MATERIAL FOR THIS TASK
START
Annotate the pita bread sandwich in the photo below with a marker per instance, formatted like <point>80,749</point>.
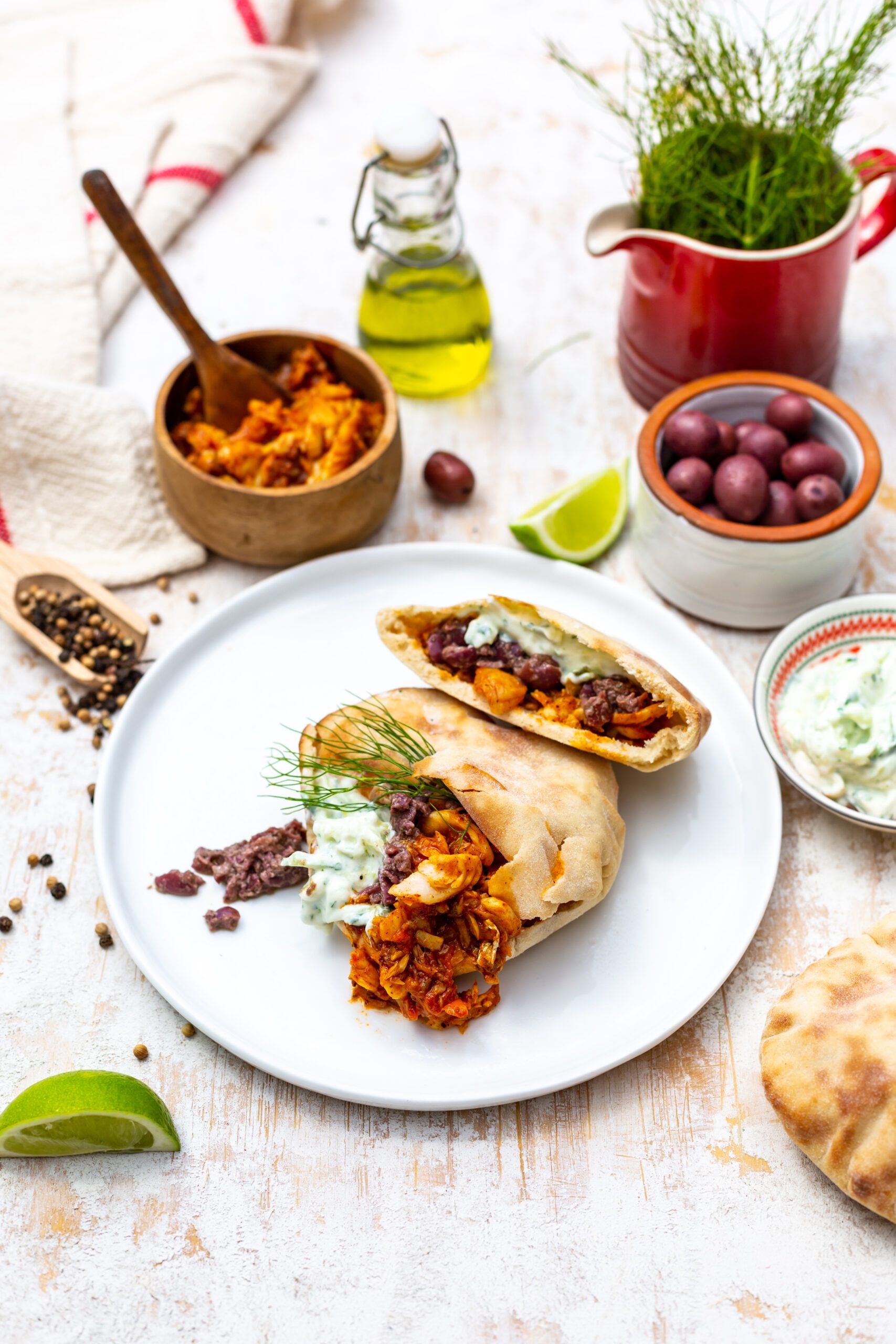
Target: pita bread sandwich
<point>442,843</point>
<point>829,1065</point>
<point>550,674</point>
END
START
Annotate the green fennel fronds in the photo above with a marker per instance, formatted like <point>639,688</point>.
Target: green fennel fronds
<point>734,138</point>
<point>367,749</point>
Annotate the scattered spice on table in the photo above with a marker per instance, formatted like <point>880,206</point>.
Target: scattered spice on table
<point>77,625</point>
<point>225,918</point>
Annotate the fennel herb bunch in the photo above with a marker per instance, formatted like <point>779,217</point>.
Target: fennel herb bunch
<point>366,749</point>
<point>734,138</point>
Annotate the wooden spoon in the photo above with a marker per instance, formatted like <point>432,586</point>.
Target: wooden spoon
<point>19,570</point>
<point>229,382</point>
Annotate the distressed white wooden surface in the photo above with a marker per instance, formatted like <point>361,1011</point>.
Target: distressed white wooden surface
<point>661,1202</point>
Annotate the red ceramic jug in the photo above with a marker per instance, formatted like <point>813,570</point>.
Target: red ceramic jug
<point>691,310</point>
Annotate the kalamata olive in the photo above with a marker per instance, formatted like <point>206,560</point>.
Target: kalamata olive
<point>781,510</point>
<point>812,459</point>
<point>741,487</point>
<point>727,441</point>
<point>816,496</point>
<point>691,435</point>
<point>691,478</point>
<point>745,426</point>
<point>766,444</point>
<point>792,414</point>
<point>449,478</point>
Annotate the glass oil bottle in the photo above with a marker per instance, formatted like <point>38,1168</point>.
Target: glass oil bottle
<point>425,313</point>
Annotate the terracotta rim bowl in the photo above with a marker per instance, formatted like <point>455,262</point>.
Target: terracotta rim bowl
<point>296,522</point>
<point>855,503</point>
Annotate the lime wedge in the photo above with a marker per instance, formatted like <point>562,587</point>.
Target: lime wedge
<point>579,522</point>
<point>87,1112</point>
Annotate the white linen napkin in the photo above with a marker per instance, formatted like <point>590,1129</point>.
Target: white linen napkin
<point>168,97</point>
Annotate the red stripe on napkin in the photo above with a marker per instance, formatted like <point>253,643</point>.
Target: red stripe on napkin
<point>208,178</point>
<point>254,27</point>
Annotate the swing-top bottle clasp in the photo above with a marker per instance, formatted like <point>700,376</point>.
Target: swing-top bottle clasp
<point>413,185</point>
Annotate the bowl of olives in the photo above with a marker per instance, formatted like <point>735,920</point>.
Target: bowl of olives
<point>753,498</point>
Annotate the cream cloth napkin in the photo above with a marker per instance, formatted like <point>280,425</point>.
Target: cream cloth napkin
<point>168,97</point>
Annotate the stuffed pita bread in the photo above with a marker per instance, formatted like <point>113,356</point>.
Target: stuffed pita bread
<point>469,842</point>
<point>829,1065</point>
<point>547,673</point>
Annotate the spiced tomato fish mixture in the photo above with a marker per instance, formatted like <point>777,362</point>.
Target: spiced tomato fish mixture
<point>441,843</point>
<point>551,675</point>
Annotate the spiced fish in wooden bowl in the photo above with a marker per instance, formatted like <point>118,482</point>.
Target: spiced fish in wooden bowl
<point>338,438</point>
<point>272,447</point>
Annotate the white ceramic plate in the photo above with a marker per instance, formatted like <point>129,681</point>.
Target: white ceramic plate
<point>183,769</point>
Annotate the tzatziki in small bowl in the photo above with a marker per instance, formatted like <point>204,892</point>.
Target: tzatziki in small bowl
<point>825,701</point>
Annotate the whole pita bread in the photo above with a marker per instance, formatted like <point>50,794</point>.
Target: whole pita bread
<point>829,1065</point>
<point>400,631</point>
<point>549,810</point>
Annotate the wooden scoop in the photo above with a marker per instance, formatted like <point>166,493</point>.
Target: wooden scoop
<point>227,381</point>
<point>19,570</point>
END
WHAT THE EXERCISE ASKS
Arrange the entries in the stretch from the line containing "Annotate the green" through the line containing "<point>225,918</point>" as a CSV with the columns instruction and reply, one row per entry. Put each entry's text and its answer in a single quoted field apiece, replacing line breaks with spaces.

EXERCISE SOLUTION
instruction,reply
"Annotate the green fennel fronds in the photo above with a marker per instance, formatted like <point>639,688</point>. Target: green fennel fronds","<point>734,138</point> <point>367,749</point>"
"Annotate the scattered spice on table in the photo above with a marker per instance, formatted like <point>880,206</point>. Target: scattered spice on table","<point>77,625</point> <point>225,918</point>"